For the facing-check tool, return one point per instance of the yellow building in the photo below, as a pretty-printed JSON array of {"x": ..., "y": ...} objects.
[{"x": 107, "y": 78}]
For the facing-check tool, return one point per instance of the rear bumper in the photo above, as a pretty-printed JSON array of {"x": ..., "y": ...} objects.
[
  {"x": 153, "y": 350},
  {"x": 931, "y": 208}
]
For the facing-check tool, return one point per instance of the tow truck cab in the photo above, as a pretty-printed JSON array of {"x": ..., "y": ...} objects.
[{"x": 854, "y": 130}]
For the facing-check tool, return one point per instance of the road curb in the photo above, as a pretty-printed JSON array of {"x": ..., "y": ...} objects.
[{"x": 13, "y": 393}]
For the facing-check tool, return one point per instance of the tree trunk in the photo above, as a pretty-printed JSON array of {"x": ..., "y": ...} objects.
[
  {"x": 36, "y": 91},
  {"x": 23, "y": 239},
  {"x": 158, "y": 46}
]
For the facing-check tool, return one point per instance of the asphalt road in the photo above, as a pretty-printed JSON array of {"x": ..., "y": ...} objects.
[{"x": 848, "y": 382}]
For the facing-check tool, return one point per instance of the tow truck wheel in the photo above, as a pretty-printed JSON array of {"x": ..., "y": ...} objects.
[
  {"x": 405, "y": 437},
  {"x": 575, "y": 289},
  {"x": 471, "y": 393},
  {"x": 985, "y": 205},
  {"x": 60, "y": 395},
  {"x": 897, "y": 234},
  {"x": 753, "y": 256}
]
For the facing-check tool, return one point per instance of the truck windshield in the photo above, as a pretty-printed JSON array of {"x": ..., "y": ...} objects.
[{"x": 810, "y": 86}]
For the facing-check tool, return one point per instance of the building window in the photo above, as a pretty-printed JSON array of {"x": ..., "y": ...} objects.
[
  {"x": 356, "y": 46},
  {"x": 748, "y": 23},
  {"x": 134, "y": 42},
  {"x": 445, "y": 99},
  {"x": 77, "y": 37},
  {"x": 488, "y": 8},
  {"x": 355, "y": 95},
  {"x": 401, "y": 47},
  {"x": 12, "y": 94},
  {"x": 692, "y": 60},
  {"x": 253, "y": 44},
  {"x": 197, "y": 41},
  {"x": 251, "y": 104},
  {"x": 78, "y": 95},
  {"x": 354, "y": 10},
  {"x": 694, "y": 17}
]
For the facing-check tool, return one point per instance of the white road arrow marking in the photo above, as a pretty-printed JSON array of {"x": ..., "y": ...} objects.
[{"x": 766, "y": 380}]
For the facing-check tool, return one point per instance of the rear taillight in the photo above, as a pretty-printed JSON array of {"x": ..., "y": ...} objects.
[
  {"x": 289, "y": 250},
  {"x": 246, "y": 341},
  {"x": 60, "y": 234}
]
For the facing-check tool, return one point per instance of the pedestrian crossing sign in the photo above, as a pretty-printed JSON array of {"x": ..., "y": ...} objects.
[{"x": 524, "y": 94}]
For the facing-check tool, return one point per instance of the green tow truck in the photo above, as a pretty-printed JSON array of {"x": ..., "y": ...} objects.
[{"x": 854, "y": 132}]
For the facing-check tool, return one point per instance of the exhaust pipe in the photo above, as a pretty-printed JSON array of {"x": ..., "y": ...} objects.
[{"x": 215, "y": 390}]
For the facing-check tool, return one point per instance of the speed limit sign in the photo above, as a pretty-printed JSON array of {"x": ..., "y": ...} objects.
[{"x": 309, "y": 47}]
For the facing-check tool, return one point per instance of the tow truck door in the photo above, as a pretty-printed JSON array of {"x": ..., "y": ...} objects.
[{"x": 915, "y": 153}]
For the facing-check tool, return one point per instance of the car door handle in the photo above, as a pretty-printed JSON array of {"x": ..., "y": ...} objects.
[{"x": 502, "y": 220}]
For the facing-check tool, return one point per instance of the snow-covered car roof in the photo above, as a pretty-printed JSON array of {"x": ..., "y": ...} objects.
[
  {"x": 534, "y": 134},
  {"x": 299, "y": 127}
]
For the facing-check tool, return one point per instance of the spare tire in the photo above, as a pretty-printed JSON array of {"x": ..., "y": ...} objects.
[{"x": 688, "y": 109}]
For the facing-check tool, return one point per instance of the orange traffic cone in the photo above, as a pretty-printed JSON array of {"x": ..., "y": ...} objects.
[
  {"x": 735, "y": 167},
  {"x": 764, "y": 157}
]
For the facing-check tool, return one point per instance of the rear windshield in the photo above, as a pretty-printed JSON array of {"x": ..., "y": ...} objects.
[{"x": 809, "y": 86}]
• • • •
— TASK —
Repeat word for word each line from the one with "of the exhaust" to the end of the records above, inclusive.

— WRITTEN RESPONSE —
For the facing-check tool, return one point per instance of the exhaust pipe in the photo above, as a pretty-printed JSON array of {"x": ..., "y": ...} objects.
[{"x": 215, "y": 390}]
For the facing-check tool, return one point per instance of the speed limit sign in the photo above, as a pretty-printed JSON array of {"x": ..., "y": ...} objects.
[{"x": 309, "y": 47}]
For the facing-check tool, return one point per instance of the tow truck door in the photo above, as a pretty-printed JSON array of {"x": ..., "y": ...} objects.
[{"x": 915, "y": 153}]
For the facing-check tool, return one point per instance of the car door handle in the photo above, as a pretty-printed JSON array of {"x": ..., "y": ...} objects.
[{"x": 502, "y": 220}]
For the facing-check tool, return one point per instance of the snow-covered car roof in the photo above, as a pretty-printed JSON array of {"x": ..., "y": ...} objects.
[
  {"x": 534, "y": 134},
  {"x": 299, "y": 127}
]
For the facing-check tool, return one point per instance of the spare tire in the photo above, as a pretty-printed JSON array of {"x": ..., "y": ...} objects.
[{"x": 688, "y": 109}]
For the facing-check tool, return one point per instance of the orange traffic cone in the photo above, as a pretty-printed JSON array of {"x": ..., "y": ...} objects.
[
  {"x": 735, "y": 167},
  {"x": 764, "y": 157}
]
For the facing-check tool, return one point per instance of the rear windshield in the photo above, as a pretty-printed JSON array of {"x": ..., "y": ...} objects.
[{"x": 809, "y": 86}]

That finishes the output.